ABOUT THIS TASK:
Find the line with "Would you kindly point to the sky" in the records below. Copy it and every line after it, up to and including the line with "Would you kindly point to the window".

Point-per-instance localization data
□ □ □ □

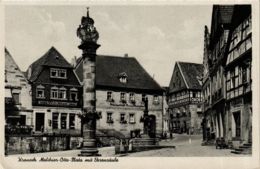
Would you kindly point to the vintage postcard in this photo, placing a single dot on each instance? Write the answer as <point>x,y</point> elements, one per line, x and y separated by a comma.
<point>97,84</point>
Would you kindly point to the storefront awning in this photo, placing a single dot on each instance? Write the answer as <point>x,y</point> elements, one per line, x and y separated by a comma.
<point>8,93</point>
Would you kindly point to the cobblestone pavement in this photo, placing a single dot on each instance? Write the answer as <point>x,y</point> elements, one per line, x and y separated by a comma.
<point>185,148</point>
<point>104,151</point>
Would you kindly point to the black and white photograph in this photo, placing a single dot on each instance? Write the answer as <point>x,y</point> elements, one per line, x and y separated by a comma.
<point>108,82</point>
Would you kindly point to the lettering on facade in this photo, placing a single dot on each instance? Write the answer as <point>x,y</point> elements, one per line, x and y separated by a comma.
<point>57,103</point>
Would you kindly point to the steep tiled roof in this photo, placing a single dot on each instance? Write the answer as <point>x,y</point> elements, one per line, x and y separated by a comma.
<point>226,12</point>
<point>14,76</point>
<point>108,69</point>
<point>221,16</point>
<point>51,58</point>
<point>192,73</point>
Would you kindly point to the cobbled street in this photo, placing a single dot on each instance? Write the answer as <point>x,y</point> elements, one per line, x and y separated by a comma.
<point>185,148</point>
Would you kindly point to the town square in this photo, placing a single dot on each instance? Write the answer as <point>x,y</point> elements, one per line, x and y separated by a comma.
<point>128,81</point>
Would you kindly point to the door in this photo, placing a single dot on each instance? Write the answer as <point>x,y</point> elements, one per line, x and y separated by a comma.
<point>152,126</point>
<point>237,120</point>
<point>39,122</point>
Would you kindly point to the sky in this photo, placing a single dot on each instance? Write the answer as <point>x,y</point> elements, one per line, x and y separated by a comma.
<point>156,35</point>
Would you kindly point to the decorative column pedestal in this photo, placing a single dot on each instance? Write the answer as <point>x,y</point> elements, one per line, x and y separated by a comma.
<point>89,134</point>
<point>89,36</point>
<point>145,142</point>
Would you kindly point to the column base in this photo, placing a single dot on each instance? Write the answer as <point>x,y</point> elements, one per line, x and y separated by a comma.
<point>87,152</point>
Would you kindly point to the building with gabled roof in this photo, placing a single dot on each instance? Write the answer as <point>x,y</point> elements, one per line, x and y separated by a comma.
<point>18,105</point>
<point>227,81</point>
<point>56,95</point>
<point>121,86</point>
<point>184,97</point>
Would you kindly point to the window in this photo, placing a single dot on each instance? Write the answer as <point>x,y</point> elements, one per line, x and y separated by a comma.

□ □ □ □

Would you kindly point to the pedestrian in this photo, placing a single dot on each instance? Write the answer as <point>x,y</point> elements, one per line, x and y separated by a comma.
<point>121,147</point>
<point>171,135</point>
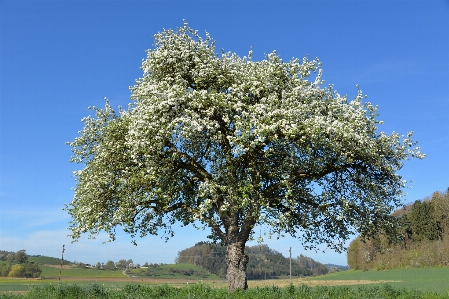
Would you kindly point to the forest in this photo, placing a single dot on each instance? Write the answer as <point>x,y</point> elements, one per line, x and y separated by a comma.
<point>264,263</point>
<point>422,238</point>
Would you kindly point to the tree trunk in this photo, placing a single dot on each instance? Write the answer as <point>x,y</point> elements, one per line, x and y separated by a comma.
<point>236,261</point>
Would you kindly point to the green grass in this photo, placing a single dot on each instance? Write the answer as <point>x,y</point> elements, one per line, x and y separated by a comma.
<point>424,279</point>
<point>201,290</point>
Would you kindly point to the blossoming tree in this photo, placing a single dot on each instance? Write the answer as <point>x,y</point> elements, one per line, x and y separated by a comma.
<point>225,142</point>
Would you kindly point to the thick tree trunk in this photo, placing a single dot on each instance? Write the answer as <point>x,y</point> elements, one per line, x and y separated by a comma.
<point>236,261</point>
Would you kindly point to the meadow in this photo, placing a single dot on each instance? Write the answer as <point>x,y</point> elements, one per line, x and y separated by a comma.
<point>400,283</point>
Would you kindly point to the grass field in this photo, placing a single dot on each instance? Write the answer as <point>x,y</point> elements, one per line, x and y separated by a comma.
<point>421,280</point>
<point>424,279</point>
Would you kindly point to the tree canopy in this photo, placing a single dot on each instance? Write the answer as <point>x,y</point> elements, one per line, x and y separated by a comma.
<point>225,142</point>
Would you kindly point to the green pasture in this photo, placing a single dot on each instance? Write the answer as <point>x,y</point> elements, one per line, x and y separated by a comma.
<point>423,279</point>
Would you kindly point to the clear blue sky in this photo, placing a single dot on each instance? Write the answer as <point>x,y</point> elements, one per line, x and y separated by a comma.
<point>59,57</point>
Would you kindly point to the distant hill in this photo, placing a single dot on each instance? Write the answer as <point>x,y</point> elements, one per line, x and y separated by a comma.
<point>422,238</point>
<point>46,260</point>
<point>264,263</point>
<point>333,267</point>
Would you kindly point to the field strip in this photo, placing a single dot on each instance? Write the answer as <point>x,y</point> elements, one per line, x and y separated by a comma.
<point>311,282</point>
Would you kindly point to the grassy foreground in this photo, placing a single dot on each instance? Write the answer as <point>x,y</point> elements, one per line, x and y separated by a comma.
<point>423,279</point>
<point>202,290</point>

□ □ □ □

TASK SOLUTION:
Would you kindly point to the sky in this photo, placing a single dot on each instance? Write the answer as <point>x,y</point> elements, one per line, x and y separated by a comma.
<point>156,35</point>
Would you kindly point to the decorative column pedestal in this photo, placing a single dot on each instance? Write the answer as <point>x,y</point> elements, one per line, x and y separated by a comma.
<point>89,134</point>
<point>89,36</point>
<point>145,142</point>
Would you kindly point to the column base in this photo, placing a single dot on each instance? Write the answer as <point>x,y</point> elements, one per line, x and y separated by a comma.
<point>87,152</point>
Would you kindly point to the building with gabled roof in this photo, placing a single dot on each instance? Write the answer as <point>x,y</point> elements, one per line, x and y separated by a comma.
<point>18,105</point>
<point>227,81</point>
<point>56,95</point>
<point>121,86</point>
<point>184,97</point>
Would you kindly point to the window in this photo, placing a single dot on each instance? Write the answer as <point>x,y</point> elements, one per line, x and y separated by a comma.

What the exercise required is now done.